(Extracted data entries)
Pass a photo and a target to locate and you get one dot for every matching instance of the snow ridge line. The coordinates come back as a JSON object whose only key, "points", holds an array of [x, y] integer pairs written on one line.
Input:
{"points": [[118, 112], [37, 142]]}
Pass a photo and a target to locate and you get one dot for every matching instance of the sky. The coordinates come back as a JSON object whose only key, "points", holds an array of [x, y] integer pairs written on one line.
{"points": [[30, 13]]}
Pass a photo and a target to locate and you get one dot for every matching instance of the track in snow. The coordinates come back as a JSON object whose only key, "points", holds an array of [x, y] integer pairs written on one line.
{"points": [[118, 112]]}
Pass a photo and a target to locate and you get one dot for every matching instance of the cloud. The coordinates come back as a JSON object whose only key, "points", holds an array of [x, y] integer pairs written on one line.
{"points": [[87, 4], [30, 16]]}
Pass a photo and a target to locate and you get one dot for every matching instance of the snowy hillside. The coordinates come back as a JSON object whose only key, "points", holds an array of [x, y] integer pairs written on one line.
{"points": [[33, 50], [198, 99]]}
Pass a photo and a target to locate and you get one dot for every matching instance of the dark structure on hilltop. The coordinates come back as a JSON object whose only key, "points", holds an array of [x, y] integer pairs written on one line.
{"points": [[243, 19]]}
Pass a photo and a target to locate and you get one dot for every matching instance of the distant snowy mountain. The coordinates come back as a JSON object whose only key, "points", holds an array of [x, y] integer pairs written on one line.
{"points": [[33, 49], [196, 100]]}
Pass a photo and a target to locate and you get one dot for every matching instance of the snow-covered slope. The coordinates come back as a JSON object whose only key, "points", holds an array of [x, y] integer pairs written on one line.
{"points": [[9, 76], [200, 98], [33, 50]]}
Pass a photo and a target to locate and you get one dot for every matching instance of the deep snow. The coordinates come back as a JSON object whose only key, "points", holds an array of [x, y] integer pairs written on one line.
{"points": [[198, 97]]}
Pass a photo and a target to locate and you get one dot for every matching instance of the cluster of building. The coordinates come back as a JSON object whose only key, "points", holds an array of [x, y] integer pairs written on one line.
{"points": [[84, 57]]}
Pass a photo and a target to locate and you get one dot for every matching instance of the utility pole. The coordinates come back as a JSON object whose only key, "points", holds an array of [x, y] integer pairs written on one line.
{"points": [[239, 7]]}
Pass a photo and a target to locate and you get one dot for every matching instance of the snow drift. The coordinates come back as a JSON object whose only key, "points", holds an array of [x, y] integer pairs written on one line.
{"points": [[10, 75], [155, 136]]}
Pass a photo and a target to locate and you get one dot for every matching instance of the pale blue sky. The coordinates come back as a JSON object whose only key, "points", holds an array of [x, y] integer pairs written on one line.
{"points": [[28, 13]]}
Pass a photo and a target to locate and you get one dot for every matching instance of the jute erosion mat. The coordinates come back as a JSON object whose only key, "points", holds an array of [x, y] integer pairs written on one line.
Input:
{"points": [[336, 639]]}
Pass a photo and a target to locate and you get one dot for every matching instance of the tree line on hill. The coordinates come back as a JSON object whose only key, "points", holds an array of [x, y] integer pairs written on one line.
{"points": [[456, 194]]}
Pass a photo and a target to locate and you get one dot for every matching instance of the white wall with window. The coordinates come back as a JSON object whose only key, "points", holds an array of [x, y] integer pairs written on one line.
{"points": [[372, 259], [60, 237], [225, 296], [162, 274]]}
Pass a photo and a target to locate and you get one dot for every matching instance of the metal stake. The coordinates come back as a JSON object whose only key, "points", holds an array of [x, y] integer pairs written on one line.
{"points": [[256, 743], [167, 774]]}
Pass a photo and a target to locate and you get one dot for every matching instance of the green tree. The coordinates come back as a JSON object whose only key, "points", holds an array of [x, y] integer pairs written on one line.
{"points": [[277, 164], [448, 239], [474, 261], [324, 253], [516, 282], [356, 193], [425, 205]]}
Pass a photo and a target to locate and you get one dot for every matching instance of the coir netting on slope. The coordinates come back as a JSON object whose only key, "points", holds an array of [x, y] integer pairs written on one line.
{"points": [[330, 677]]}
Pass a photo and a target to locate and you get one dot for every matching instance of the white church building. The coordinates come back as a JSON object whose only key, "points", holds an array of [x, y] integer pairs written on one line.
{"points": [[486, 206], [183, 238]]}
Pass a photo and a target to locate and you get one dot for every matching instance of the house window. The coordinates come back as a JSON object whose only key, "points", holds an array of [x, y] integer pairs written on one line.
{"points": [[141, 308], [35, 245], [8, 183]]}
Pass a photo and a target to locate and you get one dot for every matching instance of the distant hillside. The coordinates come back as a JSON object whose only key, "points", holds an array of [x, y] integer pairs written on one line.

PROBLEM DESCRIPTION:
Format every line of the items above as a JSON list of strings, one string per line, leaving out blank lines.

COMPLETE ANSWER:
[
  "Pass a photo and a target to locate and you get one dot for every matching instance of the snow ridge line. The coordinates come back as a JSON object whose only key, \"points\", holds an array of [x, y] integer pairs written on one line.",
  "Input:",
  "{\"points\": [[118, 112], [37, 142]]}",
  "Pass a photo and a target to locate and you get one dot for every matching instance of the sky. The coordinates come back as a JSON object whose only key, \"points\", holds an array of [x, y] integer pairs written on one line.",
  "{\"points\": [[30, 13]]}",
  "Pass a photo and a target to locate and you get one dot for every matching instance of the track in snow. The coordinates come back as a JSON object whose only key, \"points\", holds an array of [x, y] integer pairs written on one line.",
  "{\"points\": [[118, 112]]}",
  "Pass a photo and a target to locate and you get one dot for every matching instance of the cloud. The coordinates come back as a JSON object whose only key, \"points\", holds an array of [x, y] integer pairs written on one line.",
  "{\"points\": [[87, 4], [30, 16]]}",
  "Pass a photo and a target to locate and you get one dot for every matching instance of the snowy hillside. The coordinates come back as a JSON object whose only key, \"points\", holds an array of [x, y] integer pairs written on one line.",
  "{\"points\": [[33, 50], [198, 99]]}",
  "Pass a photo and a target to locate and you get one dot for every matching instance of the dark structure on hilltop. The coordinates come back as a JSON object whose only key, \"points\", holds an array of [x, y] integer pairs written on one line.",
  "{\"points\": [[243, 19]]}",
  "Pass a photo and a target to locate and you get one dot for every matching instance of the distant snowy mountain. The coordinates come back as a JSON object whose only key, \"points\", holds an array of [x, y] integer pairs written on one line.",
  "{\"points\": [[33, 49], [196, 100]]}",
  "Pass a photo and a target to locate and you get one dot for every matching instance of the snow-covered slope. The coordinates come back as a JSON object whose only key, \"points\", holds an array of [x, y] integer pairs written on one line.",
  "{\"points\": [[9, 76], [200, 98], [33, 50]]}",
  "Pass a photo and a target to locate and you get one dot for every matching instance of the deep snow. The coordinates come back as a JSON object whose only key, \"points\", holds an array of [x, y] integer pairs written on one line.",
  "{\"points\": [[198, 97]]}",
  "Pass a photo and a target to locate and you get one dot for every matching instance of the cluster of building. The coordinates come back as a JSON object whose only key, \"points\", holds an array of [x, y] integer pairs written on one line.",
  "{\"points\": [[84, 57]]}",
  "Pass a photo and a target to locate and you get one dot for every matching instance of the utility pole. The coordinates come back as a JSON object whose only key, \"points\", holds an array of [x, y] integer pairs written on one line.",
  "{\"points\": [[239, 7]]}",
  "Pass a photo and a target to locate and you get one dot for every matching instance of the snow drift. The coordinates come back as a JSON object whose only key, \"points\", holds an array of [x, y] integer pairs written on one line.",
  "{\"points\": [[10, 75], [155, 136]]}",
  "Pass a photo and a target to locate and you get one dot for every matching instance of the pale blue sky. The coordinates come back as a JSON object whose only key, \"points\", holds an array of [x, y] integer pairs written on one line.",
  "{\"points\": [[28, 13]]}",
  "Pass a photo and a target to locate and you get one dot for every matching instance of the jute erosion mat. The coordinates come back as a JSON object whose only key, \"points\", holds an array of [x, y] integer pairs written on one line.",
  "Input:",
  "{\"points\": [[336, 639]]}",
  "Pass a photo and a target to locate and you get one dot for every matching instance of the tree line on hill. The coordinates come back as a JSON object whose only key, \"points\", holds an array of [x, y] integer pairs written on one line.",
  "{\"points\": [[456, 194]]}",
  "Pass a photo and a target to locate and you get one dot for every matching instance of the white wall with window. The coordinates come back as a JSON object whose only key, \"points\", holds an array of [x, y] integer pairs written on one line.",
  "{\"points\": [[372, 259], [60, 237], [225, 296], [162, 274]]}",
  "Pass a photo and a target to locate and you get one dot for every matching instance of the metal stake. The coordinates come back as a JSON object whose only key, \"points\", holds an array of [x, y] integer pairs written on one line.",
  "{\"points\": [[256, 743], [167, 774]]}",
  "Pass a photo and a target to locate and you get one dot for every matching instance of the green tree. The coordinates come back as a JSON object whose only key, \"points\", holds an array of [x, y] integer pairs written on one line.",
  "{\"points\": [[277, 164], [448, 239], [474, 261], [324, 253], [516, 282], [356, 193], [425, 205]]}",
  "Pass a photo and a target to locate and you get one dot for every matching instance of the coir netting on slope. The coordinates come back as a JSON object whose only key, \"points\", holds an array of [x, y] integer pairs written on one line.",
  "{\"points\": [[330, 677]]}",
  "Pass a photo and a target to locate and you get one dot for every matching instance of the white church building. The coordinates come back as a JSON object whose only key, \"points\", holds an array of [x, y] integer pairs written on one line.",
  "{\"points\": [[486, 206], [183, 238]]}",
  "Pass a photo and a target to locate and you get one dot for every matching instance of the house window. The coordinates come back as a JSON object whose only key, \"points\", holds an array of [x, y] integer pairs written on one line.",
  "{\"points\": [[141, 308], [35, 245], [8, 183]]}",
  "Pass a photo and a target to locate and you get one dot for every matching instance of the distant hillside. The coordinates come back as a JSON object whose only key, \"points\", holds an array of [x, y] integer pairs written on one line."
]